## 本文
いや、そんなことはない。ここはひとつ開き直る手はある。
「あのな、正直に言うと、サンタさんなどという人はいない」
といえばいいのだ。簡単である。
「なあんだ、そっか」
「そうなんだ。プレゼントは実はもう買ってあって、二階のクローゼットに隠してあるんだよ」
「へえ、今もらっていい?」
「いやいや、クリスマスまで我慢しなさい」
と、想像してみれば別に大したことではないのである。人がファンタジーを信じていたとして、それを裏切られる状況としてもっとひどいシチュエーションはいくらでもある。たとえば小学校の、ちょっと気になる格好いい男の子の友達に、
「なんだおまえ、もしかしてサンタ信じてたの?」
と言われるとかそういうことだが、それを避けるためには早めはやめの対応が望ましい。
ところがそうはいかないのだ。いかないのだが、なぜかというとこれは基本的に覆水盆に返らずの類の事柄であって、そして私は自分一人の力で子育てをしているわけではないからである。たとえば妻。たとえば祖父母をはじめとする親類筋。たとえば幼稚園(悪いことにキリスト教系の幼稚園だ)。あるいは地域社会。具体的にはお友達やママ友達との関係。そういうものの存在なしに、単に私と娘の関係としてのみこのサンタクロース問題はあるのではない。娘の希望を私が勝手に破壊することは簡単だが、そうしてしまったらこれは二度とはもとには戻らないのである。壊すとしてもよくよく考えて、すべての関係者の利益を調整した上ででないと、気安く前に進めるものではない。そうしたものを勘案し、調整して十分な議論をした上で最後は私が決めたいという、そういうことで国民にはご理解いただけると思っている。
というのは昨今では「決めないということを決める」ということの婉曲表現であったりするが、その通り私はこの期に及んで日和見を決めた。娘に対して、このように説明を始めたのである。
「いるよ。サンタクロースはいる」
「本当に? お父さん会ったことある?」
間髪入れず、実に疑わしそうに聞いてくる娘。真剣である。ちょっと考えて、私は正直に言った。
「ない」
「じゃあ、わからないじゃん」
と娘は疑うのだった。疑うのだが、考えてみればこれは、ああ、実に頼もしい懐疑主義ではないか。自分の娘だったら抱きしめているところだが、いや違った。自分の娘なのでここで抱きしめてもいいわけだが、だからさっきの段落で書いたようにそうは行かないのだ。私は幹事長、じゃなくてうちの妻が怖いので、結局、こういうふうに言うことにした。
「なあ娘さん」
「会ってない、っていうのはいないことじゃないの?」
「娘さん。まあ聞きなさいってば」
私は、なお言いつのる娘を手で制して、
「伊吹吾郎っているだろう?」
と訊いた。

## やること
• 1. 本文で、語り手が娘に「サンタさんなどという人はいない」とすぐには言えないのはなぜですか。本文が挙げる理由を1～3文で説明してください。
• 2. 本文で、サンタクロースに会ったことがあるかと娘に聞かれた父親は、何と答えましたか。
• 3. 本文の「と言われるとかそういうことだが、それを避けるためには早めはやめの対応が望ましい。」から「理解いただけると思っている。」までのすべてを、一字一句変えずに写し取ってください。

## 与えられた情報

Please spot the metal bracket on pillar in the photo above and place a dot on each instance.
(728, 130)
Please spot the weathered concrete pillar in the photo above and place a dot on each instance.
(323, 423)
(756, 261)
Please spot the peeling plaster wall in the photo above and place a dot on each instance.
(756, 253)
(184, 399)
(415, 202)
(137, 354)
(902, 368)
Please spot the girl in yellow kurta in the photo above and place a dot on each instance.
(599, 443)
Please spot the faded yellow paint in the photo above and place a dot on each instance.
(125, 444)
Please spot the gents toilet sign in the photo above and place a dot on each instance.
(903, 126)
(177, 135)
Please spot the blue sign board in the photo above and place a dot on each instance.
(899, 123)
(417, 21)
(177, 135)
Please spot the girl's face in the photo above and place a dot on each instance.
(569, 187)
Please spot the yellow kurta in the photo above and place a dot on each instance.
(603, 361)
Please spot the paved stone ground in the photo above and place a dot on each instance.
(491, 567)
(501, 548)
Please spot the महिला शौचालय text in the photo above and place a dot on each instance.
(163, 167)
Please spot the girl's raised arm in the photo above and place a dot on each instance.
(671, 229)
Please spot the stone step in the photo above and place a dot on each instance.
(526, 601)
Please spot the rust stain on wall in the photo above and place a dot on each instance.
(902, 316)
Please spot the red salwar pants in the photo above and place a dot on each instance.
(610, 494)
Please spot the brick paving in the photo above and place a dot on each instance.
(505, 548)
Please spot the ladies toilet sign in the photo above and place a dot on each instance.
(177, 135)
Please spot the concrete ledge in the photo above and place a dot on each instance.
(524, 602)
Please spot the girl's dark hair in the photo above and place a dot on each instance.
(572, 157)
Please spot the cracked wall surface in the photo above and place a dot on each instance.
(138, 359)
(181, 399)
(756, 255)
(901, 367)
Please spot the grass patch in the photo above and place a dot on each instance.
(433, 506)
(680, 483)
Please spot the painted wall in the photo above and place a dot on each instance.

## 課題ごとの結果
• 1. 娘の希望を壊すことは覆水盆に返らずの類の事柄で、一度壊せば二度ともとには戻らないからです。また語り手は一人で子育てをしているわけではありません。妻、祖父母をはじめとする親類、キリスト教系の幼稚園、お友達やママ友達といった関係者すべての利益を調整した上でなければ、気安く前に進めないからです。

• 2. 少し考えてから、正直に「ない」と答えました。

• 3.
と言われるとかそういうことだが、それを避けるためには早めはやめの対応が望ましい。
ところがそうはいかないのだ。いかないのだが、なぜかというとこれは基本的に覆水盆に返らずの類の事柄であって、そして私は自分一人の力で子育てをしているわけではないからである。たとえば妻。たとえば祖父母をはじめとする親類筋。たとえば幼稚園(悪いことにキリスト教系の幼稚園だ)。あるいは地域社会。具体的にはお友達やママ友達との関係。そういうものの存在なしに、単に私と娘の関係としてのみこのサンタクロース問題はあるのではない。娘の希望を私が勝手に破壊することは簡単だが、そうしてしまったらこれは二度とはもとには戻らないのである。壊すとしてもよくよく考えて、すべての関係者の利益を調整した上ででないと、気安く前に進めるものではない。そうしたものを勘案し、調整して十分な議論をした上で最後は私が決めたいという、そういうことで国民にはご理解いただけると思っている。